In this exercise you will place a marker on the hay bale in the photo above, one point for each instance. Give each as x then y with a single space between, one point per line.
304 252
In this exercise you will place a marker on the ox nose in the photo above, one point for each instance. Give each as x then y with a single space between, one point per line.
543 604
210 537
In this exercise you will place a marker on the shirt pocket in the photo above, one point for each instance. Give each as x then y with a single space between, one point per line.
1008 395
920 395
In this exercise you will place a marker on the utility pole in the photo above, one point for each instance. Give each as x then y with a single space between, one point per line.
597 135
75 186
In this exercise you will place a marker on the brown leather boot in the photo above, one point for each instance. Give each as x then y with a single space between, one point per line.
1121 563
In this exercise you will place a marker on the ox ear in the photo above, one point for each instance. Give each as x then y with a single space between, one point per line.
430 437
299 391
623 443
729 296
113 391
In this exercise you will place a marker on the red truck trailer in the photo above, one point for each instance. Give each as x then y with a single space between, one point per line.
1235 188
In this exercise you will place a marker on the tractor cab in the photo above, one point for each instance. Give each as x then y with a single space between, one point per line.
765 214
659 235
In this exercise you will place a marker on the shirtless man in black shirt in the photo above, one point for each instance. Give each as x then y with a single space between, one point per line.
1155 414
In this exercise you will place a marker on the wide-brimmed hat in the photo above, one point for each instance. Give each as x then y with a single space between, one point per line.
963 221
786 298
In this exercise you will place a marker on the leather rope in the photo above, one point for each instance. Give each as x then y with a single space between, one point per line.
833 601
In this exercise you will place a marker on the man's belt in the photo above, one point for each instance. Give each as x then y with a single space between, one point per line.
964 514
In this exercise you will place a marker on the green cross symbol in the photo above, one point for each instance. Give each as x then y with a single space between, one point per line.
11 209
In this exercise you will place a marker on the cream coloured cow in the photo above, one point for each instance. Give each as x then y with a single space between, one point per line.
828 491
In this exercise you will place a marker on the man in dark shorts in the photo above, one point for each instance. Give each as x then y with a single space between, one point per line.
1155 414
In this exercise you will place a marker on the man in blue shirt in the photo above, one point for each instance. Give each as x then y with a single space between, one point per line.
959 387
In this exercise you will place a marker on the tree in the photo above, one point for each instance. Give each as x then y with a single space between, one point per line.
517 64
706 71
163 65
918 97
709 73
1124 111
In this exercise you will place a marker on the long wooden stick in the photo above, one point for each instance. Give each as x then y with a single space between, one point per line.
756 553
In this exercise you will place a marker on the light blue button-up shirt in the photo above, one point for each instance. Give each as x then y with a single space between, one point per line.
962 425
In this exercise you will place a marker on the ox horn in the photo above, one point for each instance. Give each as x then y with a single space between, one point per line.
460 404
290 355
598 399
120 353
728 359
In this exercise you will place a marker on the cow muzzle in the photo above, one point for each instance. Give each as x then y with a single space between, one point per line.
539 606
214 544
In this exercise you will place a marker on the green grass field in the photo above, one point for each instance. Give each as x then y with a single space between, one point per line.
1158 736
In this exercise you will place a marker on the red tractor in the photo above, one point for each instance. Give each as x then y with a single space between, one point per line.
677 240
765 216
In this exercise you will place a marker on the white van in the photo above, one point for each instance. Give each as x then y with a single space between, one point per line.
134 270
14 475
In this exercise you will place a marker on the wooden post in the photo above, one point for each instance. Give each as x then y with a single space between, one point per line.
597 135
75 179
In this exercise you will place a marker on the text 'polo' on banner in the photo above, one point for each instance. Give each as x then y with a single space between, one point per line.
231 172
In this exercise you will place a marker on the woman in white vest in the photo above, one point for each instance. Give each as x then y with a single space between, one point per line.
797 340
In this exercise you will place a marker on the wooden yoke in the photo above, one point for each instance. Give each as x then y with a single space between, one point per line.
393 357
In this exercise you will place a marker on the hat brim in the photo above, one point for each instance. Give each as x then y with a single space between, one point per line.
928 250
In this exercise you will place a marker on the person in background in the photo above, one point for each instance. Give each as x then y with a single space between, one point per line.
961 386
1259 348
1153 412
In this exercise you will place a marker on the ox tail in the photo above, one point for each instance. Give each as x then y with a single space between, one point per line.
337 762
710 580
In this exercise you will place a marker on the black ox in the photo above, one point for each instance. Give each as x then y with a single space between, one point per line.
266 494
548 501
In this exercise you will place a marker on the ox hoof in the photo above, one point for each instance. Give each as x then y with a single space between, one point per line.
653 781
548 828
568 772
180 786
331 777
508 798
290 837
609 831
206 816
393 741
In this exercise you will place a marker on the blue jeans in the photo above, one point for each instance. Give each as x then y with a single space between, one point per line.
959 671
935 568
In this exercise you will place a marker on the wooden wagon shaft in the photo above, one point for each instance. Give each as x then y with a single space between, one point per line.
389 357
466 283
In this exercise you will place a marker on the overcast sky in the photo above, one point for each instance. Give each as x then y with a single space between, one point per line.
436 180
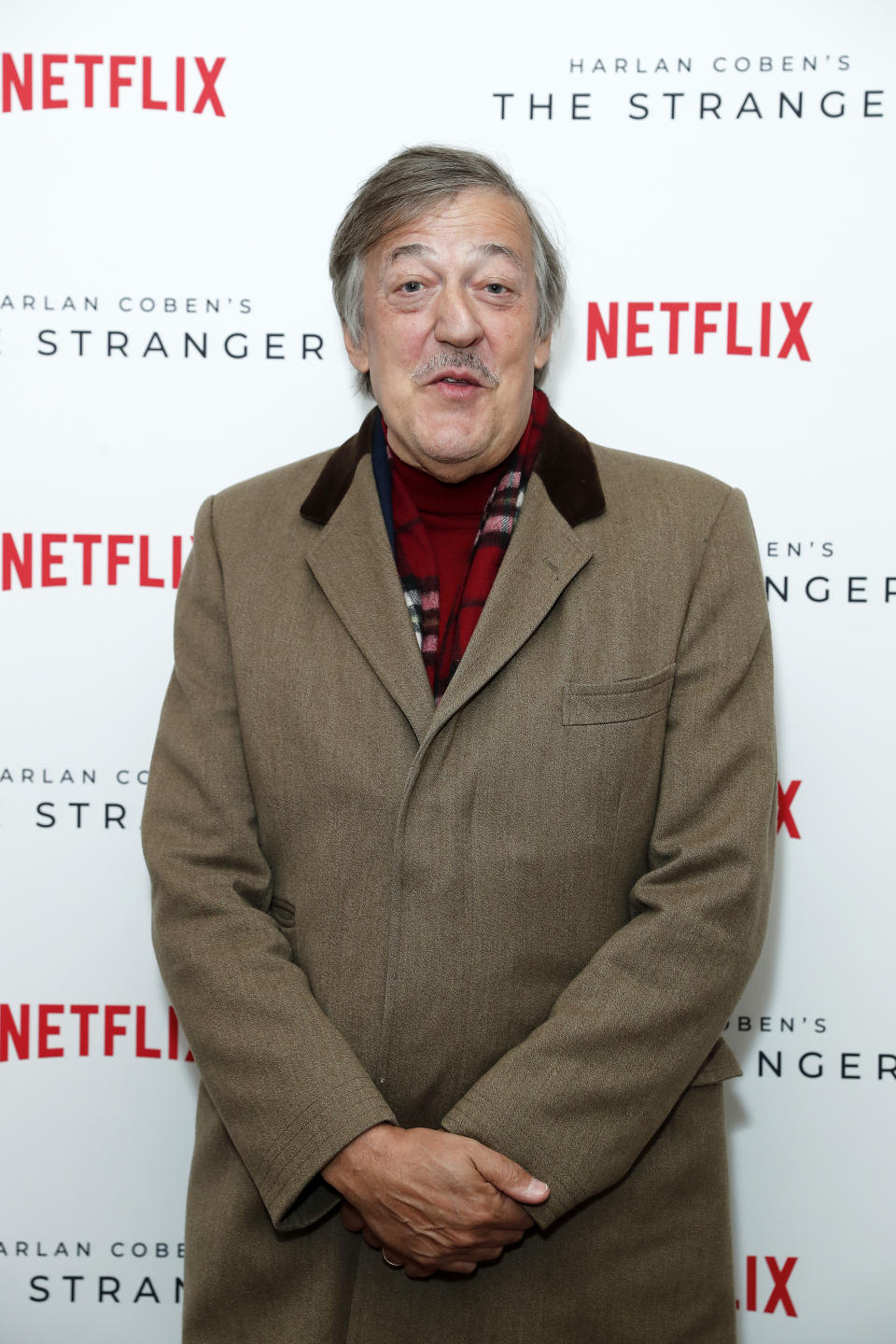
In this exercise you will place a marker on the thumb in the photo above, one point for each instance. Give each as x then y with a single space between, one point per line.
510 1178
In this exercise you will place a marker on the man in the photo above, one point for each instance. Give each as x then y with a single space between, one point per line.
459 828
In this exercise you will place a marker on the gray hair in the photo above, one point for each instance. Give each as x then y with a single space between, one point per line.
409 186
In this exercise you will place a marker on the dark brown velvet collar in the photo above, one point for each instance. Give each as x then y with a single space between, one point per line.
565 464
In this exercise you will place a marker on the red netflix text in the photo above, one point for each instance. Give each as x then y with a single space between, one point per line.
52 559
89 81
52 1031
785 808
776 1282
673 327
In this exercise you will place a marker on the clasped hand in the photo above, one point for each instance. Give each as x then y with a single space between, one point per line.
431 1200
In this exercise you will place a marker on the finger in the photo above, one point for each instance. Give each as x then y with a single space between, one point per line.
351 1218
508 1176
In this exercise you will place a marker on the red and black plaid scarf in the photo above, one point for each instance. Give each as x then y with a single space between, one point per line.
415 558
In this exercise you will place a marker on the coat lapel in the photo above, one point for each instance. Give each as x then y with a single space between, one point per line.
543 556
354 564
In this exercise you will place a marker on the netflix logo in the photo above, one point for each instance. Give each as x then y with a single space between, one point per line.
52 1031
785 808
767 1285
54 559
91 81
678 327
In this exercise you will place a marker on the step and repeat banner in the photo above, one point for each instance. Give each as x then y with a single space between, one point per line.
721 177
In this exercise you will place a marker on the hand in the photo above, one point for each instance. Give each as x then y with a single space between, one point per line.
431 1199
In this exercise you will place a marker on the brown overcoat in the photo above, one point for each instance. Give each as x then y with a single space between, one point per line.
525 916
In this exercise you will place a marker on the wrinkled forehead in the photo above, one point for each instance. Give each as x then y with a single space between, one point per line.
476 223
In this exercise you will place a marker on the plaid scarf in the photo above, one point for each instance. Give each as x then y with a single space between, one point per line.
415 558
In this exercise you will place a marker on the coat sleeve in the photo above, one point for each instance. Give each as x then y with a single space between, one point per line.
580 1099
284 1081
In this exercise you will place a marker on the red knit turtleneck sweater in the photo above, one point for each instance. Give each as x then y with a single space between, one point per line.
452 515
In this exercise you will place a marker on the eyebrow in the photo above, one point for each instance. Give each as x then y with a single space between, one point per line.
483 250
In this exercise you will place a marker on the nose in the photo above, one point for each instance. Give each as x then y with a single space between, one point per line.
455 320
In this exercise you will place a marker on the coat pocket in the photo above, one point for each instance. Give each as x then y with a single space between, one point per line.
617 702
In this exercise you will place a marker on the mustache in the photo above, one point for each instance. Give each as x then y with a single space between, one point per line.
457 359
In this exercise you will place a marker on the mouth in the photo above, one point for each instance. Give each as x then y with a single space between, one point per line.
455 381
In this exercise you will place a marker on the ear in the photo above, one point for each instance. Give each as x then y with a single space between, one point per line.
541 351
357 354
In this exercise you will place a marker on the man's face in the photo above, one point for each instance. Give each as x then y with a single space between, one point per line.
450 343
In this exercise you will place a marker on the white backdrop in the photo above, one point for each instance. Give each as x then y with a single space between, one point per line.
148 223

_Exercise:_ Reproduce as a numbered list, skipping any blank lines, the lines running from the one that contains "In this exercise you will place a marker on the ear" up to and including the last line of the entries above.

_Response to this exercise:_
1. In this exercise you will place a marker on the ear in the photo above, one point for each instance. Give each as x then y with a single space between, one point per line.
2. 541 351
3. 357 354
4. In this exercise you will place a marker on the man's face in the photo above, one point for each instance. Give each as x then y with a single space between, one point per line.
5. 450 343
6. In this exercise you will place a marker on the white backdrop in the photo above, one point for each instance. Give each as x then y with a single space between, one point per line.
7. 148 223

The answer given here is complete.